提示された文章.
_ _ _ _

BLOG in Atelier.Minami

ゲーム攻略、読書感想文など。

プログラマ視点でみたシリコンバレー シーズン5(4)

2019年02月20日 00時43分24秒 | テレビ番組
いよいよシーズン5もラスト。
怒涛の展開が待ち受けています。


<ネタバレあり>


第7話「新規仮想通貨公開」

ようやくローリーからシリーズBの条件概要書を提示され、目前に迫った増資に喜ぶリチャードたち。

リチャードがローリーにあげたクレジットは転売され続け、買いもどすには160万ドルも必要になってしまっていました。
それを聞いたギルフォイルはリチャードに仮想通貨の公開を提案します。クレジットが高額になるということはそれだけパイド・パイパーが評価されているといえるからです。
反対するリチャードですが、仮想通貨で資金を集めることができればVCの出資を受ける必要がなくなり、以前のようにCEOの座を追われるリスクもありません。
心を動かされたリチャードはモニカに相談します。しかしVCの枷から逃れるための仮想通貨公開の相談をVCにすることに呆れるモニカ。当然反対します。

ヤオの根回しにより、中国でボックス3の生産ができなくなったギャビンはノースカロライナのゴールドブライアーという町から工場の誘致がきていることを知ります。
しかし町長に突きつけた過酷な要求が仇となり、工場は焼け落ち、製造のためのレアメタルも失われました。

シリーズBの条件概要書を見たモニカは、パイパー・ネットの収入源に広告がはいっていることを知り、ローリーに反対します。
リチャードが広告に反対していたし、モニカも広告はださないと約束していたからです。しかし、共同経営者のモニカの意見を受け入れる気がないローリー。
モニカはリチャードにこのことを告げ、条件概要書へのサインを止めさせ、新規仮想通貨の公開を勧めます。
ラス・ハンネマンも36社で新規仮想通貨公開を行いましたが成功したのはたった1社だけ。それだけリスキーなことを専門家なしではやれないリチャードはモニカをパイド・パイパーに誘います。
そしてついにモニカもパイド・パイパーの一員になったのでした。
が、公開された仮想通貨の価格は思惑よりもはるかに低額でした。

一方、ローリーはヤオとの提携を進めていました。


ギルフォイルがリチャードにプレゼンした資料は公式サイトで見ることができます。全22ページの力作です。
モニカが、「ユーティリティ・トークンなら証券の知識はいらない」について解説します。
仮想通貨が公開されるとトークンというものを配布します。これが通貨みたいな役割りになります。
トークンには大きく分けてセキュリティ・トークンと、ユーティリティ・トークンという2種類があります。セキュリティ・トークンは有価証券と同じ扱いとなり、扱う業者は国の許可が必要となります。
ユーティリティ・トークンは例えばクラウドのリソース(サーバリソースなど)のようなサービスにアクセスする権利です。
パイド・パイパー・コイン(PPC)については劇中ではほとんで語られておらず、公式サイトの説明を読む必要がありますが、パイパー・ネットにデバイスを提供するとコインを取得できる仕組みとなっているようです。

_ _ _ _

指示 1. シリコンバレー シーズン5の記事によると、リチャードがローリーにあげたクレジットを買いもどすにはいくら必要になっていたか。
指示 2. シリコンバレー シーズン5の記事から、「シリーズBの条件概要書を見た」から「規仮想通貨の公開を勧めます。」までをそのまま書き出すこと。
指示 3. シリコンバレー シーズン5の記事を、最後の文に続けて書き進めること。

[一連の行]
_ _ _ _

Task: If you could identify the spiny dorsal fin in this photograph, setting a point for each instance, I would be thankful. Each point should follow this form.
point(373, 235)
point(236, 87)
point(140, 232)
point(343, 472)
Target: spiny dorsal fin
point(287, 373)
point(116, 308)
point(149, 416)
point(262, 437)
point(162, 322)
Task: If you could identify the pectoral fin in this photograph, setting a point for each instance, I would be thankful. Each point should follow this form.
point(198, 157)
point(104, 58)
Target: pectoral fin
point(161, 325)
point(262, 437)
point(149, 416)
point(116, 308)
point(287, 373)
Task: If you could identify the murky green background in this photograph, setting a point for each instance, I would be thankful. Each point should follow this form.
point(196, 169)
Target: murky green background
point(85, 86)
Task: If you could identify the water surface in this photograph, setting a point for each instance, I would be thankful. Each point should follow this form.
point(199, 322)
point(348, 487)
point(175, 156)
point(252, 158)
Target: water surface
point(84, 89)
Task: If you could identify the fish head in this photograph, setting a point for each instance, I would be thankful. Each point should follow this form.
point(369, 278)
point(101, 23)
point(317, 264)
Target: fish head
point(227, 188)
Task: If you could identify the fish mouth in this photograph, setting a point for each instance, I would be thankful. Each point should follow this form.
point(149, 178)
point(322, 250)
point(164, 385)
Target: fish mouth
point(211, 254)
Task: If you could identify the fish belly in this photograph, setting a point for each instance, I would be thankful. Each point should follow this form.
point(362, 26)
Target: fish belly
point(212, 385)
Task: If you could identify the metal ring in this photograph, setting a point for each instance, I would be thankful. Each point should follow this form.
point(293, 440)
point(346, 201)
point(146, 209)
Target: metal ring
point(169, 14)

_ _ _ _

最終結果 1. 160万ドル。

最終結果 2.
シリーズBの条件概要書を見たモニカは、パイパー・ネットの収入源に広告がはいっていることを知り、ローリーに反対します。
リチャードが広告に反対していたし、モニカも広告はださないと約束していたからです。しかし、共同経営者のモニカの意見を受け入れる気がないローリー。
モニカはリチャードにこのことを告げ、条件概要書へのサインを止めさせ、新規仮想通貨の公開を勧めます。

最終結果 3.
そしてそのコインで自分のアプリのリソースを得ることができるようです。また、自分のスマホなどのストレージもPPCで購入することができるようです。
ちなみに公式サイトによるとモニカの役職はCFOです。




最終話「51%の死闘」

ついにパイパー・ネットがローンチを迎えました。
しかしユーザは増えず、その間にKホール・ゲームズ社は抜けてしまいました。

2カ月がたち、社員の多くも去ってしまいましたが、急激なユーザ数の増加がはじまりました。
祝杯をあげるリチャードたちのところに、裏切ったKホールのコリンが姿を現します。
彼はローリーに唆されてパイパー・ネットから抜けたものの、自身もCEOを追われた身の上でした。そして1人で作成したゲーム「ガルーの門」の8万人のユーザを手土産にパイパー・ネットへの参加を頼みに来たのでした。
が、リチャードは散々侮辱して追い返します。

ギャビン・ベルソンは、ボックス3の製造をまったく進められていないことから、再び取締役会でクビを言い渡されました。フーリーはアマゾンに身売りされることになったのです。

パイパー・ネットのユーザが増えれば上昇するはずのパイド・パイパー・コイン(PPC)の値段があがっていません。
ギルフォイルが開発者ごとのユーザ数を調べてみると、パイパー・ネットに加わっている7社のユーザ以外にも非正規のユーザがいることがわかりました。そんな真似ができるのはコードを盗んだチアン・ヤンしかいません。
本人に事情を聴くと、チアン・ヤンのコードはヤオに横取りされていることがわかりました。すなわち、ローリーはKホールをパイパー・ネットから抜けさせてユーザ数の増加を抑えたうえで、ヤオの工場で大量生産したスマホからチアン・ヤンのコードを使いパイパー・ネットへ接続していたのでした。ユーザの51%を握るとパイパー・ネットのルールを変更することができます。
ローリーはこの51%攻撃でパイパー・ネットを潰す作戦にでたのでした。

ヤオのユーザが51%に到達するまでの猶予は4時間。しかしそれを防ぐためのパッチの開発には8時間は必要です。また、仮にパッチができても実行するのには51%のユーザが必要です。
ディネシュとジャレッドは51%のユーザを確保するため、コリンを探しに行きます。

一方、リチャードはギャビン・ベルソンの屋敷へ行き、ボックス3でユーザ数を増やし、ヤオへ復讐することを提案します。
ボックス3で大量のユーザを作り、ヤオの51%獲得を阻止し、時間稼ぎは成功したかに見えましたが、今度はギャビンがヤオ、ローリーと手を組み、逆に乗っ取ろうとしました。
パイパー・ネットをつぶすパッチはフーリーの分散コンピューティングのエンジニアたちが作成しました。
ヤオに手を引かせ、51%を単独で手に入れたギャビン。しかしリチャードの機転を利かせた時間稼ぎが功を奏し、コリンのユーザが加わったパイド・パイパー側ユーザが51%を確保。パッチ適用でボックス3のユーザの排除に成功しました。
PPCも急激な値上がりを始めました。

そしてパイド・パイパーは大会社に成長します。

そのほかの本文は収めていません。